--- begin ---
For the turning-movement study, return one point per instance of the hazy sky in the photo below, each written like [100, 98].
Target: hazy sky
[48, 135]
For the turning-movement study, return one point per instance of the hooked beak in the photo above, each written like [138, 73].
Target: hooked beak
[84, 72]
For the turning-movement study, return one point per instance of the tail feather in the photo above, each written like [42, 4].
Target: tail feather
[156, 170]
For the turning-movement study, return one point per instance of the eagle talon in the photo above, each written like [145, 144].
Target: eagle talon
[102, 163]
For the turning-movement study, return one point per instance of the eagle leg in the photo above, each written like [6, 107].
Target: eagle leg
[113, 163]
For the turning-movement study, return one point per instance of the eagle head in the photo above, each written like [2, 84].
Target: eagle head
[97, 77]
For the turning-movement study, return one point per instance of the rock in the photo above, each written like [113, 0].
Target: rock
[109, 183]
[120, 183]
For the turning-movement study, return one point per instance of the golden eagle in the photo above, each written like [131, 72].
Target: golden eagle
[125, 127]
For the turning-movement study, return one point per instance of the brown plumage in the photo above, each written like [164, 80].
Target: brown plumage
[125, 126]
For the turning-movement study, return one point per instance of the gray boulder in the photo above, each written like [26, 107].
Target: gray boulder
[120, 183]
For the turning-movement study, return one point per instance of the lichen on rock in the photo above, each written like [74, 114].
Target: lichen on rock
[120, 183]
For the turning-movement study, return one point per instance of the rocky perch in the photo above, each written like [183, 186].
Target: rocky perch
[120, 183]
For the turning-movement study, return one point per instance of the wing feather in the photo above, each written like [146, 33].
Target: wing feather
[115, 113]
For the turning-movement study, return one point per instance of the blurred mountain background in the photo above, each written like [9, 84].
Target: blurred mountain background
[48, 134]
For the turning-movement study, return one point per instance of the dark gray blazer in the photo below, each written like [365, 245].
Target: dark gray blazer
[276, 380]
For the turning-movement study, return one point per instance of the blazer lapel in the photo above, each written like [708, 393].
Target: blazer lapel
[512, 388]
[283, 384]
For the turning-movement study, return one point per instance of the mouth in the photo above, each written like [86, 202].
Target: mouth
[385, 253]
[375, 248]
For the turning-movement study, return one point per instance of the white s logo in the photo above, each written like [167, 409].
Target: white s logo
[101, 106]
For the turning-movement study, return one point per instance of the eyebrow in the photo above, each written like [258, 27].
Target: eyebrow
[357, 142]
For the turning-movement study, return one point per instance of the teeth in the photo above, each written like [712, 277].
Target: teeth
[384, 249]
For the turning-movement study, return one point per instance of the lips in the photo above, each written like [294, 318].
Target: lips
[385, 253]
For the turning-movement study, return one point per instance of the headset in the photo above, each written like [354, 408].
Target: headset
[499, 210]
--- end ---
● Problem statement
Turn the records into a numbered list with blank lines left out. Begin at the line that has "like [294, 318]." and stop at the end of the records.

● Solution to this problem
1. For the turning-movement study, return one point per instance of the lips in the photo above, each written like [294, 318].
2. Target: lips
3. [385, 253]
4. For the turning-movement study, return one point per instance of the headset in the photo above, each written like [354, 408].
5. Target: headset
6. [499, 210]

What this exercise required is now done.